» Enunciado:
Responde estas preguntas según el texto citado más abajo sobre la identidad afrodescendiente:
1. ¿Qué rasgos tienen los árabes que en Francia pasan a menudo por ser blancos?
2. ¿Qué porcentaje promedio de "sangre europea" posee el afronorteamericano?
3. ¿De quién es el nombre que lleva quien narra, en lugar del de su familia?

» Texto citado:
'''
Por lo que el lector podría preguntarse, y sin duda lo hace, ¿por qué me defino en tanto mestizo y afrodescendiente y no en tanto blanco? ¿Qué es lo que me distingue de un blanco? Desde ya, aquello consiste principal e inevitablemente en lo que realmente soy: poco importa que las líneas arbitrarias de las razas me piensen como aquello o lo otro, no puedo cambiar el hecho de que el padre de mi madre es negro, que toda su vida tuvo una experiencia de negro, que su propio padre era negro como él y que la madre de este último probablemente nació esclava en Brasil. Si yo fuese el hijo de una japonesa y un español, podría llegar a ser percibido en América del Sur como indio5 , pero ¿alcanzaría esto para que lo sea? En Francia, algunos árabes con la piel clara y los ojos verdes pasan a menudo por ser blancos, pero ¿alcanza esto para que lo sean?

Esta es una regla lógica y simple que afirma la existencia de una diferencia entre el ser y el parecer y que, además, perdió vigencia tanto en lo que concierne a la raza como, por otra parte, al género: es lo que hace confundir el orden social con el orden natural.

Responsabilidad, historias y antepasados

La unión entre la experiencia afro y yo tiene lugar en el aspecto a la vez íntimo y profundo de esta cuestión: yo no elegí esta identificación o esta relación con la historia, se me impuso. No puedo decidir pensar en eso un día y olvidarlo al día siguiente; está inscripto en mi cuerpo, en lo más profundo de mi memoria, en mi nombre: no creo que haya pasado un solo día desde hace muchos años sin que piense en esta cuestión, o en la esclavitud. El valor que intento infundir en este texto es esta relación “íntima”, constitutiva, de la experiencia afro: no uso ninguna palabra al azar.

Cuando digo que fueron mis tías y mis madres las que fueron violadas en esta época en las plantaciones, es algo que para mí cobra plena realidad. En cualquier situación en la que se evoca mi apellido, me es IMPOSIBLE no pensar que se me está nombrando con un nombre que no es el mío; es un estigma estampado sobre mí y sobre mi familia, y la continuidad de este crimen reside en el hecho de que yo no llevo el nombre de mi familia, sino el de su verdugo. Este nombre me despersonaliza aún más por negarme mi identidad africana. El saber que mis antepasados fueron arrancados de sus tierras africanas para viajar apilados como ganado en las calas de siniestros navíos, luego fueron vendidos como “muebles”, sin otro horizonte que el de la servidumbre, contribuye en gran parte a la construcción de mi identidad. Mis ancestros fueron excluidos de la humanidad (sin jamás haberla integrado realmente), se les impusieron nombres, religiones e idiomas en un proceso de despersonalización necesario para la “producción” de esclavos. Vivieron a continuación durante varias generaciones en lo que se llama ahora el “universo concentracionario de América”. El blanqueamiento de mis ancestros resulta ante todo de la violación sistemática de las mujeres, de mis madres y mis tías, lo que explica por qué el afronorteamericano posee un promedio de 25% de “sangre europea”. Al respecto, Cases Rebelles subraya con acierto que esta sangre proviene en la cuasi totalidad de los casos del lado paterno6 : “Porque allí como en otras partes, en América las violaciones aclararon las pieles. Reprochar a los descendientes de esclavos su tez, sus lugares, sus idiomas, su cultura, es reprochar a los esclavos el haber devenido esclavos. Lo cual es miserable y remata con magnificencia la obra de los negreros. En la esclavitud, no solamente lo perdimos todo porque éramos negros, sino también porque, además, nos volvimos blancos”.
'''
» Material:
'''
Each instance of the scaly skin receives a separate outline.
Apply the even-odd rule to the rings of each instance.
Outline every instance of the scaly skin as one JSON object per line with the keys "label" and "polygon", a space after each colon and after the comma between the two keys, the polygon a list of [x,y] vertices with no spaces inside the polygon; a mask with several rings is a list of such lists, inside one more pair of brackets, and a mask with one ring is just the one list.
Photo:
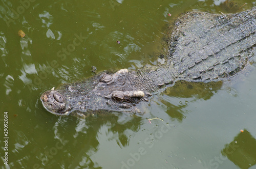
'''
» Respuesta completa:
1. La piel clara y los ojos verdes.
2. Un 25%.
3. El de su verdugo.